* _SELECTED EXCERPT_
Many schools and universities are closed throughout the Veneto region until March 2nd. The annual carnival has been cancelled, and there has been the closure of many museums, large places of worship and shopping centres. Anyone who enters the Veneto region after travelling to areas with risk has the obligation to communicate to the local health authority responsible for the territory. This order was co-signed between the Veneto region and the ministry of health earlier this week.
Allison Colton: ‘We’re very much in a state of limbo’
The atmosphere in Milan is very strange. Schools are closed, and people are being encouraged to work from home, so there’s almost a pre-holiday feel about the place. At the same time we’re being bombarded with reports of new cases and sadly, new fatalities.
I work in a training centre, and I spent most of the day on the phone, postponing courses without having any date to reschedule to. We’re very much in a state of limbo, and I found myself refreshing the news pages more often than the rational part of my brain would have wanted me to.
Tomorrow more people will be smart, working from home, so the city will be even more apocalyptic. I’ll be one of those people, and I can’t deny that I’m relieved to not have to take public trasport tomorrow.
Laurence Fogarty: ‘The students might well be kept out of school for a while yet’
I live in the Lombardy region, which is affected by the coronavirus. The situation is rapidly evolving. Until last Thursday, the coronavirus was a bit far away, namely in China, then suddenly cases were discovered in Italy. In the space of five days the cases here have reached more than 150.
We have two school-going daughters, but school is closed for at least this week. My wife is a teacher, so she is compulsorily at home as well. It is a situation I’m not used to in that sense, having that much company around. I’m self-employed as a translator, and work from home, so am probably a little less affected than commuters to Milan, for example. We’re 20 minutes by train from Milan, in Magenta. (Yes, that is the colour on one of your printer cartridges – another story).

* _PARTS OF THE EXERCISE_
1 - Copy out the passage on the coronavirus outbreak in northern Italy from "I work in a" up to and including "wanted me to.".
2 - Continue the accounts of the coronavirus outbreak in northern Italy, picking up after the final sentence shown.

* _DATA EXCERPTS_
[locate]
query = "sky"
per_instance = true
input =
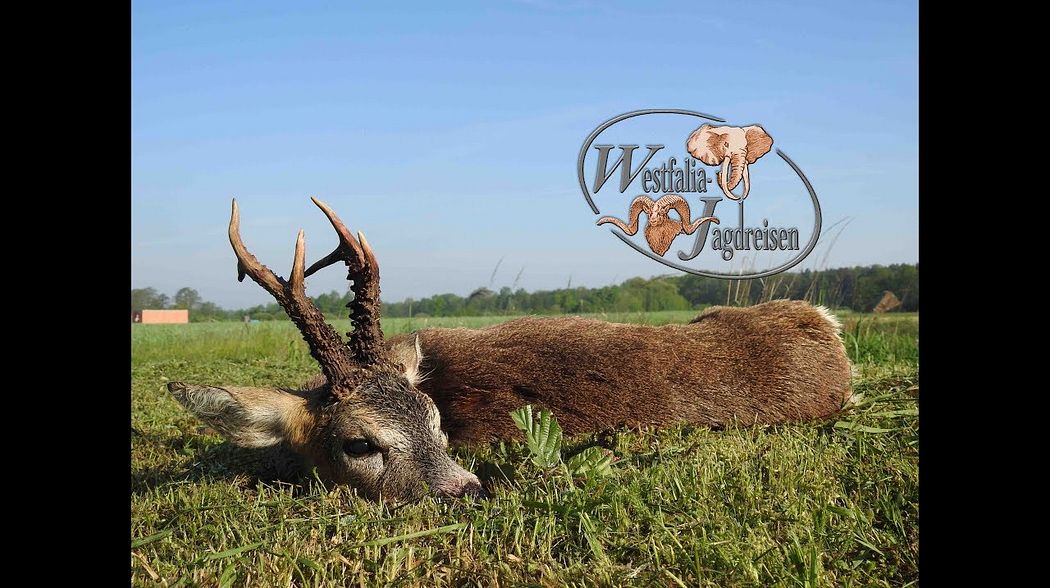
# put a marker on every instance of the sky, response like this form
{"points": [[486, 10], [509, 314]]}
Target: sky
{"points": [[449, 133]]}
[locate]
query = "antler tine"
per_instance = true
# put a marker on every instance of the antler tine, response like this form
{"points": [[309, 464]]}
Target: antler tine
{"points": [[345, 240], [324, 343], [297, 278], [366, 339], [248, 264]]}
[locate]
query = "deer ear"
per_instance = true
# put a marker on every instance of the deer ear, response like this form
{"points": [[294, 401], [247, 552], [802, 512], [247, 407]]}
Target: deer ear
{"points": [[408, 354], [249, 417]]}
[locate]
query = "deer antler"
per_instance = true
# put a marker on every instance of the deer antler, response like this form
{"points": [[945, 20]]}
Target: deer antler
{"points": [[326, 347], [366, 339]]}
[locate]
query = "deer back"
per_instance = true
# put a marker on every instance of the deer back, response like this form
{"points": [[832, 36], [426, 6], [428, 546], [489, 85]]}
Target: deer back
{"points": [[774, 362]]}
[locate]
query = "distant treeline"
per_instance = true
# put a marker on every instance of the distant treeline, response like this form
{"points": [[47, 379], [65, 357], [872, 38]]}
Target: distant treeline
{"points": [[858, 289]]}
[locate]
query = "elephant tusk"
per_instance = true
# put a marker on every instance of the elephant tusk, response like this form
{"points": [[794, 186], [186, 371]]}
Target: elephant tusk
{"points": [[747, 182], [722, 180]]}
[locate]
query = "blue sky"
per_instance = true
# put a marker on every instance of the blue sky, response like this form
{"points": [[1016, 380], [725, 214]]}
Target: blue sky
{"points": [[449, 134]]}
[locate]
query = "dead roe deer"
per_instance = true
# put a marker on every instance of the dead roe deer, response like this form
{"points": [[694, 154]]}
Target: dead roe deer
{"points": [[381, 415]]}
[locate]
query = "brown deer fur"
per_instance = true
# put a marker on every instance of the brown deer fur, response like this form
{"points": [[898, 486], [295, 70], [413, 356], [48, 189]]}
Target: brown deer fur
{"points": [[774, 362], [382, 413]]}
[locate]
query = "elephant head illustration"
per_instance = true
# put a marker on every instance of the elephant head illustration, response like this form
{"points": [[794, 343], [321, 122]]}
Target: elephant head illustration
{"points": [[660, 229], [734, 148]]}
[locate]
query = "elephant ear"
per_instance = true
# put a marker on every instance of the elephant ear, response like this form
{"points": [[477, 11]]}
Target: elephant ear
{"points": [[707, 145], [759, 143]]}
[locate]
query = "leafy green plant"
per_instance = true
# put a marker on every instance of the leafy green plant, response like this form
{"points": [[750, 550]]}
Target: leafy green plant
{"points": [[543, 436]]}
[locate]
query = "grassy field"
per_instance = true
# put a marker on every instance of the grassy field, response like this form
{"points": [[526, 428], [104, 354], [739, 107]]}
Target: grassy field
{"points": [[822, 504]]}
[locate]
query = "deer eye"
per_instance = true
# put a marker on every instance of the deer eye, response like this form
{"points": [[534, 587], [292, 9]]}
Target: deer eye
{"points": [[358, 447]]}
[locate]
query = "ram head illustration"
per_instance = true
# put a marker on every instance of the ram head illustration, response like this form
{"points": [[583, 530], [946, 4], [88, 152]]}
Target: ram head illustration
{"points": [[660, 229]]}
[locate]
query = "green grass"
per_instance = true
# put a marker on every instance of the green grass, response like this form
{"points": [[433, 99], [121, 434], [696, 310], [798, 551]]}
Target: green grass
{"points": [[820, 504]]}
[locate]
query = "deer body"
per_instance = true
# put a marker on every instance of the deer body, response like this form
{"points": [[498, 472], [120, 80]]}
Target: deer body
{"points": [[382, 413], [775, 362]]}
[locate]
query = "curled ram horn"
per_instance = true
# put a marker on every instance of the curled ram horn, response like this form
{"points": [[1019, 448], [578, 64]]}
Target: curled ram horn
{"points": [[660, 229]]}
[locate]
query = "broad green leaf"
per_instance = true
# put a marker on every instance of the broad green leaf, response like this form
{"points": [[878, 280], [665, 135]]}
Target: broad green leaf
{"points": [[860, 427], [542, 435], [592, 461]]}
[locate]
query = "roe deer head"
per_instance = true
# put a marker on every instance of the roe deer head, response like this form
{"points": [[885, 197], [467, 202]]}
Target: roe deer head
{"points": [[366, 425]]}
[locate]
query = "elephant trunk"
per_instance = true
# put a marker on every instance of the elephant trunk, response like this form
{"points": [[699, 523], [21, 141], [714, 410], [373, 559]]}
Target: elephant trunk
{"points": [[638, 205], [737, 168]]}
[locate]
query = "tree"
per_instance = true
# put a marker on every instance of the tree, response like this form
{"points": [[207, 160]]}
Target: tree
==
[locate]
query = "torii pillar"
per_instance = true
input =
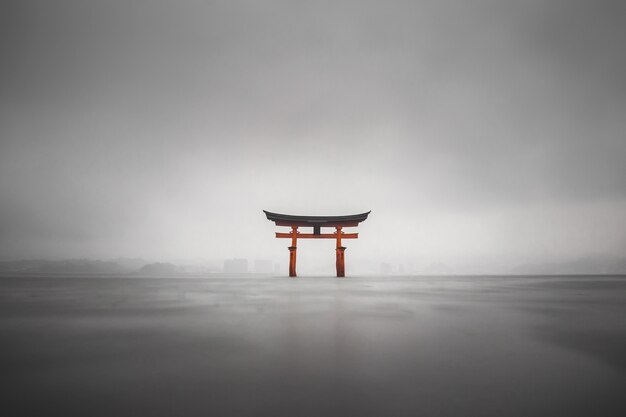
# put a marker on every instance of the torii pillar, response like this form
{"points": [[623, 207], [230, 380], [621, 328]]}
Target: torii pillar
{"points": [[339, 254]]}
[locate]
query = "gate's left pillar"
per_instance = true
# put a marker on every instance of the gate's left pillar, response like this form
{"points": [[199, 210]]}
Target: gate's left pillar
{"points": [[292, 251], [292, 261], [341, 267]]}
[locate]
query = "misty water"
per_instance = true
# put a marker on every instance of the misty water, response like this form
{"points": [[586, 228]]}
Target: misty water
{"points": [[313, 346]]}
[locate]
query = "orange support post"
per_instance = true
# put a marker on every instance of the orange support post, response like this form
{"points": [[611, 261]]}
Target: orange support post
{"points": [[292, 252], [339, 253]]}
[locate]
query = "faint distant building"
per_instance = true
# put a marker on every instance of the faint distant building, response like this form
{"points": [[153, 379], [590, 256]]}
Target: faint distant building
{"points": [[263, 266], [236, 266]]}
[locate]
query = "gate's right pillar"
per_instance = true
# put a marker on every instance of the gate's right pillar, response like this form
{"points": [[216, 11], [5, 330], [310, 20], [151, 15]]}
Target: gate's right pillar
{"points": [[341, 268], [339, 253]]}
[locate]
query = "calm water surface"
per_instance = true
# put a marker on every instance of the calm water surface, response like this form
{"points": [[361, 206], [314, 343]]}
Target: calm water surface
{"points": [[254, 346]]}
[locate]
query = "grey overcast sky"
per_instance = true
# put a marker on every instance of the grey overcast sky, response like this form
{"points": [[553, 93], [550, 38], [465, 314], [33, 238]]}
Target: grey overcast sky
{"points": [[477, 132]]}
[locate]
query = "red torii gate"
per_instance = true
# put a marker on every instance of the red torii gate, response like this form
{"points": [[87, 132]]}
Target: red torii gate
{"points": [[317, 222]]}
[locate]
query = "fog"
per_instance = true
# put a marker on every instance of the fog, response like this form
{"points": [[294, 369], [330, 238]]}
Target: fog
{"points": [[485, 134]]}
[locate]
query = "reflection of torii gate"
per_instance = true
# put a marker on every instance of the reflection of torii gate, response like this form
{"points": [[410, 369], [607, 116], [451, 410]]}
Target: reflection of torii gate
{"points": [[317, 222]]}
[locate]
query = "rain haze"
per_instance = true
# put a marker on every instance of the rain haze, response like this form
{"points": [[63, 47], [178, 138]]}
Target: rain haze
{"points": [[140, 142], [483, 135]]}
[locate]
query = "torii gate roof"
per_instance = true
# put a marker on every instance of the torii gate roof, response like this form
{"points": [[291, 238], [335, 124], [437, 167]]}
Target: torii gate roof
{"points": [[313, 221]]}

* _EXPECTED OUTPUTS_
1 -
I work in a training centre, and I spent most of the day on the phone, postponing courses without having any date to reschedule to. We’re very much in a state of limbo, and I found myself refreshing the news pages more often than the rational part of my brain would have wanted me to.

2 -
The most direct effect on me, and which is annoying, is that my swimming pool has been closed under a health provision signed by the region’s governor yesterday, so cannot have my regular swim at least for a bit. Also, I’ve booked to go to a translation conference in Germany at end of April, but I am beginning to have doubts about the feasibility of this event in view of the virus.
Our eldest is doing the Italian equivalent of the Leaving in June, but who knows what will happen as of now. The students might well be kept out of school for a while yet.
Deirdre Doyle: ‘It is impossible to buy bottled water today, but what is wrong with the tap water?’
I live in Milan, and the city seems to be in a bit of a panic right now, but bear in mind that the Italian government is determined to take every possible precaution to avoid the virus spreading and the health service is very good in Lombardy.
It may seem a bit draconian, but personally I appreciate it. I believe that if we take the recommended precautions and continue our lives as usual, we should be as safe as possible. Of course some people may exaggerate – it is impossible to buy bottled water today in the Fair area, but what is wrong with the tap water? Let’s see how the week develops.
Hugo McCafferty: ‘Who knows how it will play out?’
I’m living in the area affected by the coronavirus. I’m leaving Lombardia today, as I believe there’s a full lockdown on the way. I live in Lecco, by Lake Como, but work in Milan. School and office closed for the week, so I decided to escape Lombardy and head to Tuscany for a few days to see how it all pans out. Just arrived this evening. Who knows how it will play out? Italy somehow got blindsided by this cluster outbreak. They’ll have to take decisive action, which could be a total lockdown in the region.